Point annotation data:
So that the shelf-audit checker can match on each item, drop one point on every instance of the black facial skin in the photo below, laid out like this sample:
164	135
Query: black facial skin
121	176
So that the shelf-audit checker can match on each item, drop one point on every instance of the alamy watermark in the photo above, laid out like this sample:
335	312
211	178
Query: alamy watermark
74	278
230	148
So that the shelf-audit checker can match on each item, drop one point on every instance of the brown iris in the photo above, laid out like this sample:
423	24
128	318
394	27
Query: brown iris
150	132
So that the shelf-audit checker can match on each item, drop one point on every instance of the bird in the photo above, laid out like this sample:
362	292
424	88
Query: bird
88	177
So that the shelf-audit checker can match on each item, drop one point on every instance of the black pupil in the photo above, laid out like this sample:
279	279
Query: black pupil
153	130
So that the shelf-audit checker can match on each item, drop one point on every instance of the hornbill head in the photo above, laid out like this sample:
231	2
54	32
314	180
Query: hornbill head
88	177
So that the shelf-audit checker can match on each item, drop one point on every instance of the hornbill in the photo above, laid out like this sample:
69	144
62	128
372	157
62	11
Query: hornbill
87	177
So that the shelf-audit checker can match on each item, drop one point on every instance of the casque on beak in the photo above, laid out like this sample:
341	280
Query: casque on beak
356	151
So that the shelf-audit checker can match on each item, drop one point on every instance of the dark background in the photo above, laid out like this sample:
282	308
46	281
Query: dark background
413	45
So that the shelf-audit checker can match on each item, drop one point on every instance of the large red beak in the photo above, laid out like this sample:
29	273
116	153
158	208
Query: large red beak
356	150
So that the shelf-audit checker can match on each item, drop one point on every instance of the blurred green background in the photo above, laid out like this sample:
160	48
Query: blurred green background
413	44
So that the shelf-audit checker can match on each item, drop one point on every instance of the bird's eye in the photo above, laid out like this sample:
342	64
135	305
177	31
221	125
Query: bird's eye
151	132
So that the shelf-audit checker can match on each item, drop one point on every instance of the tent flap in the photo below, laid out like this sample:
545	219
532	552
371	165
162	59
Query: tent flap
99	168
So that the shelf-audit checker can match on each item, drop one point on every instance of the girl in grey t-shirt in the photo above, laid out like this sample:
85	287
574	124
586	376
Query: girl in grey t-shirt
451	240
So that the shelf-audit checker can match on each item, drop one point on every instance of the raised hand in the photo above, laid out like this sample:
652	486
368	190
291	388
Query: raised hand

- [GOAL OF THE EXERCISE] Copy out every line of the listing above word for word, with nothing changed or left out.

- [EXERCISE RESULT]
So that the shelf-audit checker can match on each item, drop one point on every instance of the black facial skin in the photo below, laid out like this sample:
164	135
Query: black facial skin
121	176
So that the shelf-audit checker can match on each item, drop one point on every instance of the alamy watermark in the photo above, laid out like this sample:
335	312
211	178
Query: alamy watermark
74	278
230	148
So that the shelf-audit checker can match on each item, drop one point on every instance of the brown iris in the photo above, laid out like this sample:
423	24
128	318
394	27
Query: brown iris
150	132
So that the shelf-audit checker can match on each item, drop one point on every instance of the bird in the photo above, laid out like this sample:
362	292
424	88
Query: bird
88	177
So that the shelf-audit checker can match on each item, drop one point on every instance of the black pupil in the photo above, laid out like this sample:
279	279
Query: black pupil
153	130
So that the shelf-audit checker can match on each item, drop one point on every instance of the hornbill head in the photo above, laid out like this sample:
231	2
54	32
314	180
Query: hornbill head
88	177
So that the shelf-audit checker can match on each item, drop one point on every instance of the hornbill in the photo above, laid out like this sample:
69	144
62	128
372	157
62	11
Query: hornbill
87	177
So that the shelf-audit checker can match on each item, drop one point on every instance of the casque on beak in the photo above, laid out like this sample:
341	280
Query: casque on beak
356	151
So that the shelf-audit checker can match on each item, drop one point on every instance of the dark background in the photo above, laid out like this sample:
282	308
46	281
Query: dark background
413	45
So that the shelf-audit checker can match on each item, drop one point on every instance of the large red beak in the photo above, laid out like this sample:
29	273
116	153
158	208
Query: large red beak
356	150
So that the shelf-audit checker can match on each item, drop one point on every instance of the blurred green background in the photo above, laid out like this sample:
160	48
Query: blurred green background
413	44
So that the shelf-audit checker can match on each item, drop one point on every instance of the bird's eye in the photo above, laid out like this sample:
342	64
135	305
177	31
221	125
Query: bird's eye
151	132
So that the shelf-audit checker can match on each item, drop one point on every instance of the tent flap in the photo below, laid out like this sample:
545	219
532	552
371	165
162	59
Query: tent flap
99	168
So that the shelf-audit checker can match on each item, drop one point on every instance of the girl in grey t-shirt in the photo above, laid out like this sample:
85	287
574	124
586	376
Query: girl in grey t-shirt
451	240
So that the shelf-audit checker can match on each item, drop one point on every instance of the raised hand in the photo above, laid out like this sample:
652	486
368	190
291	388
Query: raised hand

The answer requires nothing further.